* [Your objective]:
Return, unchanged, the stretch of the records below from the line that contains "Where can the girl's arm" through the end of the records.

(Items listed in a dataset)
════
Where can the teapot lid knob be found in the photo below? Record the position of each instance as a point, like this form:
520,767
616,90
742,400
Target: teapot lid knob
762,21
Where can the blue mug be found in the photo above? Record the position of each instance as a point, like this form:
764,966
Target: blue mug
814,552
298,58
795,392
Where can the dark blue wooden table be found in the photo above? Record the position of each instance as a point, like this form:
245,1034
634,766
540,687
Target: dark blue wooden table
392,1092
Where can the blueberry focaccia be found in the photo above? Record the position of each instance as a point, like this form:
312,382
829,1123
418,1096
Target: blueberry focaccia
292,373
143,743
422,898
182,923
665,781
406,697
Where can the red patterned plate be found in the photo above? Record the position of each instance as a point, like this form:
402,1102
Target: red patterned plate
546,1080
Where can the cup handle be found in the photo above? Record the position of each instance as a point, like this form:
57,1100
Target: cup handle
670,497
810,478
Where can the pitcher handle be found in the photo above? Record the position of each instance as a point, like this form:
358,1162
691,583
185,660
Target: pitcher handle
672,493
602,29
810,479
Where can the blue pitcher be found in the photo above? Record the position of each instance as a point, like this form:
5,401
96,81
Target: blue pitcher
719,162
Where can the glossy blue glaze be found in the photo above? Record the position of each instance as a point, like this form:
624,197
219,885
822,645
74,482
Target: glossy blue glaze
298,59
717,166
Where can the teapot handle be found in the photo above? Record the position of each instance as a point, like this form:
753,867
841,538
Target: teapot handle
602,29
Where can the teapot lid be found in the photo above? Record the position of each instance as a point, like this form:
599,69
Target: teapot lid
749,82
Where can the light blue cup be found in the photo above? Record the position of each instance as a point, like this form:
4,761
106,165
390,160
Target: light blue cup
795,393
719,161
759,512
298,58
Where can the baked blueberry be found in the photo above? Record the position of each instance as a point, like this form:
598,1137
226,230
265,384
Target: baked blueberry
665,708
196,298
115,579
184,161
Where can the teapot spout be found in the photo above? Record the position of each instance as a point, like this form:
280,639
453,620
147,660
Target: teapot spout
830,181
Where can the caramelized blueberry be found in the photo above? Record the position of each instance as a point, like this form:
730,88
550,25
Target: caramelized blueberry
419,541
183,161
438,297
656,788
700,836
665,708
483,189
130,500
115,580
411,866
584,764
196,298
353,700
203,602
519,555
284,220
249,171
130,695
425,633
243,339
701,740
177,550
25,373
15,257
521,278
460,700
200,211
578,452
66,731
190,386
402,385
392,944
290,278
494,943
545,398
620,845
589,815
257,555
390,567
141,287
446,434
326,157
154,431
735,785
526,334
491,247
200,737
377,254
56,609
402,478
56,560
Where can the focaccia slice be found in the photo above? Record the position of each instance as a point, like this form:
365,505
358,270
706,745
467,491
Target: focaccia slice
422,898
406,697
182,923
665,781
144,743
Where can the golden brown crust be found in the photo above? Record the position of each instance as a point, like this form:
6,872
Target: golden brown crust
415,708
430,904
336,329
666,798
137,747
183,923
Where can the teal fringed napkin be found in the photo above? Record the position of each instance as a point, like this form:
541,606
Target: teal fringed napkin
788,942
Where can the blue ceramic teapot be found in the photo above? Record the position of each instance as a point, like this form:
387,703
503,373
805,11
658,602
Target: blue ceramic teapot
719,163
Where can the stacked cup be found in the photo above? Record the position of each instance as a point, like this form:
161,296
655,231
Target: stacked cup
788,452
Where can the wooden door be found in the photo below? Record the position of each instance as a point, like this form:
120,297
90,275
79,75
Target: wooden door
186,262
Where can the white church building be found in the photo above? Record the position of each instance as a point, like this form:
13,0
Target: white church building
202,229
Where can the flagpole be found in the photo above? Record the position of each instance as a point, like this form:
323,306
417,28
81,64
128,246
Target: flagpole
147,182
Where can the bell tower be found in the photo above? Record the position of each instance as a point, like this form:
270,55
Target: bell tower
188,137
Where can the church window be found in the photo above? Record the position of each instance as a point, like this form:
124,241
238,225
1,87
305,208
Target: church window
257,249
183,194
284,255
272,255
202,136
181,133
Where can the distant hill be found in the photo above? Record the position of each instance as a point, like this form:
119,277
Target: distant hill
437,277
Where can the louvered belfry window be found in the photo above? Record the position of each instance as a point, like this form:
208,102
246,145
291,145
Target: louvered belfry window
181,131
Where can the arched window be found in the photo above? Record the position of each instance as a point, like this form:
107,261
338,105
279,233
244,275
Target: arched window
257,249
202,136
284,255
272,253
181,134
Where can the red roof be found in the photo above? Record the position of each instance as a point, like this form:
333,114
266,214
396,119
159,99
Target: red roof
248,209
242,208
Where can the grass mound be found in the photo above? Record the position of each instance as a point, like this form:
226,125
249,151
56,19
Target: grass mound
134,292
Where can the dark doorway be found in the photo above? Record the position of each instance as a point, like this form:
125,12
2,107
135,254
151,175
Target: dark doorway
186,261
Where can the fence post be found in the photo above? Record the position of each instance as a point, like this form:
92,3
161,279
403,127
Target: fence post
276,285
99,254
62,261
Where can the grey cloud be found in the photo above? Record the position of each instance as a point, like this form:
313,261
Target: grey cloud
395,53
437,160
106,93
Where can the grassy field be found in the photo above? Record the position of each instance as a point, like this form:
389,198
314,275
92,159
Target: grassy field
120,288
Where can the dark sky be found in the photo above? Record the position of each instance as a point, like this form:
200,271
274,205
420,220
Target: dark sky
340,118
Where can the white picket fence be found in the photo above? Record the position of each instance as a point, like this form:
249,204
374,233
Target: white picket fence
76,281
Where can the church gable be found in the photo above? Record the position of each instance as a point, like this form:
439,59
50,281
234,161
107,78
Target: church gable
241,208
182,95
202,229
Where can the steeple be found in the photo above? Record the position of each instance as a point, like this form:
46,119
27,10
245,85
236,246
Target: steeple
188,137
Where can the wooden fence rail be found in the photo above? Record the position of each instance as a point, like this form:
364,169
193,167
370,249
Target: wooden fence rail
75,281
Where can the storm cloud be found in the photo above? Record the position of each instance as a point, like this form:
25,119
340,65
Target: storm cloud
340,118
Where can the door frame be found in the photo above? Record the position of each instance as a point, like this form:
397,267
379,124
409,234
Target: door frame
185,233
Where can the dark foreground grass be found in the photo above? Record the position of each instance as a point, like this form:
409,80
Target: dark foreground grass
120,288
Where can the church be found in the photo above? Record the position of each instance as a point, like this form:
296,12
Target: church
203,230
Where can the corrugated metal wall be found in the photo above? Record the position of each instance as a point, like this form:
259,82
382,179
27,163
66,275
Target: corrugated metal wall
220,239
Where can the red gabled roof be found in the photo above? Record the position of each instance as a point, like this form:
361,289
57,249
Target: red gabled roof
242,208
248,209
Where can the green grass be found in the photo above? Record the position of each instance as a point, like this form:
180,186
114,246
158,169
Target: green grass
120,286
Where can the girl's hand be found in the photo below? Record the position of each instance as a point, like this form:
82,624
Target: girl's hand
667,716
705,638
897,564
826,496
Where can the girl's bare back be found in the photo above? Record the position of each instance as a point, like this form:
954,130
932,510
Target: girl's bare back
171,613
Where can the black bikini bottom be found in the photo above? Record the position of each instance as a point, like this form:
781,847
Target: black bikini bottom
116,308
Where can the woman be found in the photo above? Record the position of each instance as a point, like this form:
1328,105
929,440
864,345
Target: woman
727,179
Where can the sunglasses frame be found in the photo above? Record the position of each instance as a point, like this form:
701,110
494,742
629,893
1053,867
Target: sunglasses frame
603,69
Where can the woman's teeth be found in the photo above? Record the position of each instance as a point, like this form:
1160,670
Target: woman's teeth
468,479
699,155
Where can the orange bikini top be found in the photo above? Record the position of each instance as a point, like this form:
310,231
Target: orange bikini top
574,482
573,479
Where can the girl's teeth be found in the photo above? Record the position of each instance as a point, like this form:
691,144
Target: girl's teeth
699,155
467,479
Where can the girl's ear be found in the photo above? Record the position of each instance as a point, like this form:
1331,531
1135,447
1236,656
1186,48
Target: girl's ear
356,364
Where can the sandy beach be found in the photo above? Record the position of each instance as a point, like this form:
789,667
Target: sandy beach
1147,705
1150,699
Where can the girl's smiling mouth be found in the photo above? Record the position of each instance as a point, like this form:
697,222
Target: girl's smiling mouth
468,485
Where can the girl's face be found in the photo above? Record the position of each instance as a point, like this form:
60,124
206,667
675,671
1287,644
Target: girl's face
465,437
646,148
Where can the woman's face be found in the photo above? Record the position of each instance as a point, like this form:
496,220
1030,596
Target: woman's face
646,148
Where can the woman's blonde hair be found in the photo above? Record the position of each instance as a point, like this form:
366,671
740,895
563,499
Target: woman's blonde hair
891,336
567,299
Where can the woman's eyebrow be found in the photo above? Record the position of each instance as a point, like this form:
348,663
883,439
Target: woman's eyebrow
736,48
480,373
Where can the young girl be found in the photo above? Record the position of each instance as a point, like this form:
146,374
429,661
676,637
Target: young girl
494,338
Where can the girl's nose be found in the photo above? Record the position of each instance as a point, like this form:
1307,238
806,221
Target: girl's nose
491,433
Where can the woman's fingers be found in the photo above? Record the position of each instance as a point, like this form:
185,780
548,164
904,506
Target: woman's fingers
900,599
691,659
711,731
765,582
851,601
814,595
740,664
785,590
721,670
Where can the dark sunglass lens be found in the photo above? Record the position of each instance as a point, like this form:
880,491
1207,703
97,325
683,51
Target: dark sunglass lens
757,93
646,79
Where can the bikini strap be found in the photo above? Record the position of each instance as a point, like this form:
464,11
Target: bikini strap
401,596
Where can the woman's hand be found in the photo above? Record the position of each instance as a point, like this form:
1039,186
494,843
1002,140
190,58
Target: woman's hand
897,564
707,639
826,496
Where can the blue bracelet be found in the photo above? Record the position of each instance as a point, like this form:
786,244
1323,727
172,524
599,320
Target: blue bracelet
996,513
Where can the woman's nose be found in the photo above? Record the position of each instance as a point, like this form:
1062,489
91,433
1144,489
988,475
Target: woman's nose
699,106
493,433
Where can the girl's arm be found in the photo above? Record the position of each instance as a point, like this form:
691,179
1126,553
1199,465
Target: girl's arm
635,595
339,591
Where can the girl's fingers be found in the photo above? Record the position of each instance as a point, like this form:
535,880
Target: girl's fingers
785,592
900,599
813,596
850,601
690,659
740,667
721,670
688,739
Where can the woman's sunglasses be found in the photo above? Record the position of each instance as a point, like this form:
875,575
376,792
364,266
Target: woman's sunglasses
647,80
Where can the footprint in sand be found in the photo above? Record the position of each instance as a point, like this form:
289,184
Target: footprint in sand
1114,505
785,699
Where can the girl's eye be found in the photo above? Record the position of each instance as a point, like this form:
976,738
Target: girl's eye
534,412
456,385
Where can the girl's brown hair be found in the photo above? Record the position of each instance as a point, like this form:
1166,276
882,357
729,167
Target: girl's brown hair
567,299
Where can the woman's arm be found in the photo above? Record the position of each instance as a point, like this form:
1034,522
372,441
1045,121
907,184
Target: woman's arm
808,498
════
* [Exercise result]:
Where can the girl's arm be found in the photo above? Record the position of each instance as a point, like this form:
691,179
1126,553
1199,465
Target: girl's arm
635,595
339,591
Where can the girl's fingers be found in the photo above? Record the position of each instance as a point, like this form:
535,880
Target: girl's fingers
785,592
900,599
813,596
850,601
690,659
740,667
721,670
688,739
Where can the woman's sunglasses be found in the photo above? Record the position of each instance as a point, like this form:
875,575
376,792
364,266
Target: woman's sunglasses
647,80
Where can the footprint in sand be found in the photo above? Record the position of each instance as a point, like this form:
289,184
Target: footprint in sand
1114,505
785,699
Where can the girl's eye be found in the photo above? Record the position of each instance as a point, like this form:
976,738
Target: girl's eye
534,412
456,385
Where can the girl's brown hair be found in the photo above? Record the position of each instance as a point, like this form:
1166,276
882,357
729,167
Target: girl's brown hair
567,299
Where can the woman's arm be found in the photo above? Record the position of each instance as a point, like this form:
1034,522
372,441
1045,121
907,184
Target: woman's arm
808,498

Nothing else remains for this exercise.